─── INPUT FOR THIS TASK
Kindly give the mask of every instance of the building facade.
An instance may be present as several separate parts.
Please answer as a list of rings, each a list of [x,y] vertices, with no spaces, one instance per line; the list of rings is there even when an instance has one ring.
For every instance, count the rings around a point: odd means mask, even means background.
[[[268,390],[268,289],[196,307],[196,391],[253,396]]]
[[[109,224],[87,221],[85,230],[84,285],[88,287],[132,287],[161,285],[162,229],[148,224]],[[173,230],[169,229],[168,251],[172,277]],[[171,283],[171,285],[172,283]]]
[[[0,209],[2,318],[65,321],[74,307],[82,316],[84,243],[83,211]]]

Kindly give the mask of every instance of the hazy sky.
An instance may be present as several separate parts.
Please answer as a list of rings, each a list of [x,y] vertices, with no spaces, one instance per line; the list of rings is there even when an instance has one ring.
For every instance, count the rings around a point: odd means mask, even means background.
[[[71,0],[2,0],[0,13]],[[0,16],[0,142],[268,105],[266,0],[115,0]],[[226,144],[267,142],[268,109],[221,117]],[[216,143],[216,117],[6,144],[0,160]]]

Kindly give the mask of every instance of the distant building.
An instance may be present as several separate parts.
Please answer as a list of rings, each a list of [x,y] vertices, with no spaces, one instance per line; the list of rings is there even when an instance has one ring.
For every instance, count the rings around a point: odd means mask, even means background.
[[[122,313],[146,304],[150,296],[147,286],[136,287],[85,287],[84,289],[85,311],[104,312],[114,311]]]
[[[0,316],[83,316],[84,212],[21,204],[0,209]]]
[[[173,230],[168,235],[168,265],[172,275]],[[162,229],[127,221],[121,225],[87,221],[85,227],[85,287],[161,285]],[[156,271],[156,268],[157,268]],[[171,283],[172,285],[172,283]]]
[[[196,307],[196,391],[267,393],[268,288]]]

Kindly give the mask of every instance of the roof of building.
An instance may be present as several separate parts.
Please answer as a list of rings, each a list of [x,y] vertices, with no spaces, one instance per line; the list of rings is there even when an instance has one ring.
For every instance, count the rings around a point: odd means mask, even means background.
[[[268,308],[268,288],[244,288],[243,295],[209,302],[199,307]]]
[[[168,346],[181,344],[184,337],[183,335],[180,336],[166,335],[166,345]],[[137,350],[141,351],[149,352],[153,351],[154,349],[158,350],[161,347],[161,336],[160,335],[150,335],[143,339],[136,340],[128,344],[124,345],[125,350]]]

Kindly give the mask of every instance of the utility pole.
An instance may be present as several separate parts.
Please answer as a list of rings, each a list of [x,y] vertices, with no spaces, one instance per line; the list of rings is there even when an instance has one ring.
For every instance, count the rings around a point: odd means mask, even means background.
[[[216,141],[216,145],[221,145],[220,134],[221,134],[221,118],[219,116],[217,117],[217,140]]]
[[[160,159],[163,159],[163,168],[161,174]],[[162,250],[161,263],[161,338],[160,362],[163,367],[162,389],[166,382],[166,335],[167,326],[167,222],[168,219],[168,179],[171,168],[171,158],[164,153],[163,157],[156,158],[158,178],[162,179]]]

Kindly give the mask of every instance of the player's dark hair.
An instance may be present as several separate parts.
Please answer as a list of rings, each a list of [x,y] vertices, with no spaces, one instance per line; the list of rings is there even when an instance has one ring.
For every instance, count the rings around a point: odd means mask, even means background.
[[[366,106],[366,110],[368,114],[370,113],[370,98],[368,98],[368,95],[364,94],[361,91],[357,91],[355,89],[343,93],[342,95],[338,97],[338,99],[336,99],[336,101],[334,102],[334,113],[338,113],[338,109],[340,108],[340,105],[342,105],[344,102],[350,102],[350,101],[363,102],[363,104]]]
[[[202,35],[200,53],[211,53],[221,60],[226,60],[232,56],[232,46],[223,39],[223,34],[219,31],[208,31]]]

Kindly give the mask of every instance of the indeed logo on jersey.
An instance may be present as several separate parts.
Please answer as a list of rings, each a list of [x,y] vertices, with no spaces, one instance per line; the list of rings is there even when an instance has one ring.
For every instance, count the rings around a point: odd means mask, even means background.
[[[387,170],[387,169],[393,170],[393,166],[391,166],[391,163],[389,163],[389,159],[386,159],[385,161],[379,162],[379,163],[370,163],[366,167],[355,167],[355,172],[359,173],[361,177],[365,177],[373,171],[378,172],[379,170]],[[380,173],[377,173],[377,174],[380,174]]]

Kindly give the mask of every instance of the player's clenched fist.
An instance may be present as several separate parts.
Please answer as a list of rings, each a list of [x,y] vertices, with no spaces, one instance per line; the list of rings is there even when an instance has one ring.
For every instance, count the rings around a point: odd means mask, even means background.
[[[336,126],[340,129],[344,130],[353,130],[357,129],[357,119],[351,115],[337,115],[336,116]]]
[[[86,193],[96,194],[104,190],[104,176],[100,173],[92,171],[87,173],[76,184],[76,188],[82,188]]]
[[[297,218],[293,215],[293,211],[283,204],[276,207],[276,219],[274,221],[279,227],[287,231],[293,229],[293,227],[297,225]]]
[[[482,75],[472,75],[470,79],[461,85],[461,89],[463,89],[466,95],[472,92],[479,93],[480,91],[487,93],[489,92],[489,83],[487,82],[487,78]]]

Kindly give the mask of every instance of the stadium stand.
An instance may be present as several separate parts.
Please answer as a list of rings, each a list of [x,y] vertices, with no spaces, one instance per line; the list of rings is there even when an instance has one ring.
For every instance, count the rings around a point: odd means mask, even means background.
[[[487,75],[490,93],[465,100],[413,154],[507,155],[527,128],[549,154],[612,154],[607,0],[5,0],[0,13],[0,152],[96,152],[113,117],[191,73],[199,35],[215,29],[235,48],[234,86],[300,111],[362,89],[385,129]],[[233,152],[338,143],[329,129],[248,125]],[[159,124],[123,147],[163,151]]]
──────
REQUIRED WORK:
Reproduce every line of the listing above verbatim.

COMPLETED EXERCISE:
Kindly give the mask of every instance of the building facade.
An instance may be present as several separate parts.
Please answer as a list of rings, each a list of [x,y] vertices, with no spaces, one instance per line; the list of rings is there even when an instance has one ring.
For every instance, count the rings around a point: odd means mask, even means background.
[[[268,390],[268,289],[196,307],[196,391],[253,396]]]
[[[109,224],[87,221],[85,230],[84,285],[88,287],[132,287],[161,285],[162,229],[148,224]],[[173,230],[169,229],[168,251],[172,277]],[[171,283],[171,285],[172,283]]]
[[[0,209],[2,318],[65,321],[74,307],[82,316],[84,243],[83,211]]]

Kindly give the mask of every instance of the hazy sky.
An instance may be present as several separate parts.
Please answer as a list of rings, each a list of [x,y] vertices, with no spaces, one instance per line; the list of rings is there even when an instance has one ring.
For every instance, count the rings around a point: odd means mask, even means background.
[[[71,0],[2,0],[0,13]],[[0,16],[0,142],[268,105],[266,0],[115,0]],[[226,144],[267,142],[268,109],[221,117]],[[216,143],[216,117],[6,144],[0,160]]]

Kindly give the mask of every instance of the distant building.
An instance may be present as several separate parts.
Please answer as a list of rings, each a list of [x,y] vertices, with no spaces, one instance per line; the list of rings is there even when an instance has one ring.
For every instance, count the rings around a point: odd means mask, even means background.
[[[122,313],[146,304],[150,296],[147,286],[136,287],[85,287],[84,289],[85,311],[104,312],[114,311]]]
[[[0,316],[83,316],[84,212],[21,204],[0,209]]]
[[[173,230],[168,235],[168,265],[172,275]],[[162,229],[127,221],[121,225],[87,221],[85,227],[85,287],[161,285]],[[156,271],[156,268],[157,268]],[[171,283],[172,285],[172,283]]]
[[[196,307],[196,391],[267,393],[268,288]]]

Kindly give the mask of every instance of the roof of building.
An instance may be present as several separate parts.
Please answer as a list of rings, each a list of [x,y] vertices, with no spaces, one instance per line; the list of rings is there even when an instance has one ring.
For every instance, count the rings around a point: odd means mask, even means background.
[[[268,308],[268,288],[244,288],[243,295],[209,302],[199,307]]]
[[[168,346],[181,344],[184,337],[183,335],[180,336],[166,335],[166,345]],[[137,350],[141,351],[149,352],[153,351],[154,349],[158,350],[161,347],[161,336],[160,335],[150,335],[143,339],[136,340],[128,344],[124,345],[125,350]]]

Kindly give the mask of every instance of the utility pole.
An instance may be present as several separate parts.
Please answer as a list of rings, each a list of [x,y] vertices, with no spaces, one instance per line; the list of rings is there even when an instance has one ring.
For every instance, count the rings around a point: odd means mask, even means background.
[[[216,141],[216,145],[221,145],[220,134],[221,134],[221,118],[219,116],[217,117],[217,140]]]
[[[160,159],[163,159],[163,168],[161,174]],[[162,250],[161,263],[161,338],[160,362],[163,367],[162,389],[166,382],[166,335],[167,326],[167,222],[168,219],[168,179],[171,168],[171,158],[164,153],[163,157],[156,158],[158,178],[162,179]]]

Kindly give the mask of every instance of the player's dark hair.
An instance may be present as several separate parts.
Please answer as a list of rings, each a list of [x,y] vertices, with no spaces, one instance per line; the list of rings is there even when an instance has one ring.
For every instance, count the rings around a point: odd means mask, even means background.
[[[366,106],[366,110],[368,114],[370,113],[370,98],[368,98],[368,95],[364,94],[361,91],[357,91],[355,89],[343,93],[342,95],[338,97],[338,99],[336,99],[336,101],[334,102],[334,113],[338,113],[338,109],[340,108],[340,105],[342,105],[344,102],[350,102],[350,101],[363,102],[363,104]]]
[[[202,35],[200,53],[211,53],[221,60],[226,60],[232,56],[232,46],[223,39],[223,34],[219,31],[208,31]]]

Kindly give the mask of every instance of the indeed logo on jersey.
An instance may be present as several separate parts.
Please answer as a list of rings, each a list of [x,y] vertices, with no spaces, one instance per line; the list of rings is there even when an instance has one ring.
For every instance, count the rings around a point: odd means mask, even means background.
[[[387,170],[387,169],[393,170],[393,166],[391,166],[391,163],[389,163],[389,159],[386,159],[385,161],[379,162],[379,163],[370,163],[366,167],[355,167],[355,172],[359,173],[361,177],[365,177],[373,171],[378,172],[379,170]],[[380,173],[377,173],[377,174],[380,174]]]

Kindly give the mask of every instance of the player's clenched fist.
An instance may be present as several separate parts.
Please answer as a list of rings, each a list of [x,y] vertices, with no spaces, one instance per line; the list of rings is there even when an instance has one ring.
For every instance, count the rings around a point: odd means mask, even means background.
[[[336,126],[340,129],[344,130],[353,130],[357,129],[357,119],[351,115],[337,115],[336,116]]]
[[[86,193],[96,194],[104,190],[104,176],[100,173],[92,171],[87,173],[76,184],[76,188],[82,188]]]
[[[297,218],[293,215],[293,211],[283,204],[276,207],[276,219],[274,221],[279,227],[287,231],[293,229],[293,227],[297,225]]]
[[[482,75],[472,75],[470,79],[461,85],[461,89],[463,89],[466,95],[472,92],[479,93],[480,91],[487,93],[489,92],[489,83],[487,82],[487,78]]]

Kindly give the mask of every instance of the stadium stand.
An instance may be present as several separate parts.
Please answer as a list of rings, each a list of [x,y] vertices, with no spaces, one instance per line; the list of rings is there even when an instance has one ring.
For every instance, count the rings around a point: odd means mask, even means background.
[[[487,75],[490,93],[465,100],[413,154],[507,155],[527,128],[549,154],[612,154],[607,0],[5,0],[0,13],[0,152],[96,152],[113,117],[191,73],[199,35],[215,29],[235,48],[234,86],[300,111],[362,89],[385,129]],[[233,152],[338,143],[329,129],[248,125]],[[159,124],[123,147],[163,151]]]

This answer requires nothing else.